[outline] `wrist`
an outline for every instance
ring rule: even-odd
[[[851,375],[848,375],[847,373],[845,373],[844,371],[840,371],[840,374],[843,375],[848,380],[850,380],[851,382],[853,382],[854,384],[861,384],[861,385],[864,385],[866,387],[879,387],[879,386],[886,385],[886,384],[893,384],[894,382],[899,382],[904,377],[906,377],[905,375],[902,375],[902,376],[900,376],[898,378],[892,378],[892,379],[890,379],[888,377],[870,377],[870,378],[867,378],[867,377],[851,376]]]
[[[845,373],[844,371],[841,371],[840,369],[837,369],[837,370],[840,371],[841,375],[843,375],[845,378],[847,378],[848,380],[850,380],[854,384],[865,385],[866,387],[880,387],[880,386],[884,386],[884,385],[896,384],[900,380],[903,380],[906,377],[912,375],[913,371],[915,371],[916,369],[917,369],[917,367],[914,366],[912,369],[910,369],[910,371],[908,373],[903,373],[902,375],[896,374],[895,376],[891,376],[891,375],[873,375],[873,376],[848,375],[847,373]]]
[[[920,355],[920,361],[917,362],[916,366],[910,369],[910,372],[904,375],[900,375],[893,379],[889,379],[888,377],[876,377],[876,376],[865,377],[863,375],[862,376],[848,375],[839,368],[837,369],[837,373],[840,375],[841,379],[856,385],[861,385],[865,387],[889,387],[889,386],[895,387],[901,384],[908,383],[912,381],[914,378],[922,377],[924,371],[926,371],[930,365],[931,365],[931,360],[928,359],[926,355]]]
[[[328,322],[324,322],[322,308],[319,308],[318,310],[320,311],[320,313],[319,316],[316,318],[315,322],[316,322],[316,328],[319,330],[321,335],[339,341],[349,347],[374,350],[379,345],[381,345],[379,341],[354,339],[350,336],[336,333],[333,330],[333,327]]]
※ ※ ※
◆ **What to produce**:
For each line in the listing, return it exactly as shown.

◆ **Solution for this task**:
[outline] `wrist`
an outline for every instance
ring rule: even-odd
[[[851,375],[848,375],[847,373],[845,373],[844,371],[840,371],[840,374],[843,375],[848,380],[850,380],[851,382],[853,382],[854,384],[861,384],[861,385],[864,385],[866,387],[879,387],[879,386],[886,385],[886,384],[893,384],[894,382],[899,382],[904,377],[906,377],[905,375],[902,375],[902,376],[900,376],[898,378],[892,378],[892,379],[890,379],[888,377],[870,377],[870,378],[867,378],[867,377],[851,376]]]
[[[845,373],[844,371],[841,371],[840,369],[837,369],[837,370],[840,371],[841,375],[843,375],[845,378],[847,378],[848,380],[850,380],[854,384],[865,385],[866,387],[880,387],[880,386],[884,386],[884,385],[896,384],[900,380],[903,380],[906,377],[912,375],[913,371],[915,371],[916,369],[917,369],[917,367],[914,366],[912,369],[910,369],[910,371],[908,373],[903,373],[902,375],[896,374],[895,376],[891,376],[891,375],[873,375],[873,376],[848,375],[847,373]]]
[[[920,355],[920,361],[917,362],[916,366],[910,369],[910,372],[904,375],[900,375],[893,379],[889,379],[888,377],[876,377],[876,376],[865,377],[863,375],[862,376],[848,375],[839,368],[837,369],[837,373],[840,375],[841,379],[856,385],[861,385],[865,387],[889,387],[889,386],[895,387],[901,384],[908,383],[912,381],[914,378],[922,377],[924,371],[926,371],[930,365],[931,365],[931,360],[928,359],[926,355]]]
[[[328,322],[324,322],[322,308],[319,308],[318,310],[320,311],[320,313],[319,316],[316,318],[315,322],[316,322],[316,328],[319,330],[321,335],[339,341],[349,347],[374,350],[379,345],[381,345],[379,341],[354,339],[350,336],[336,333],[333,330],[333,327]]]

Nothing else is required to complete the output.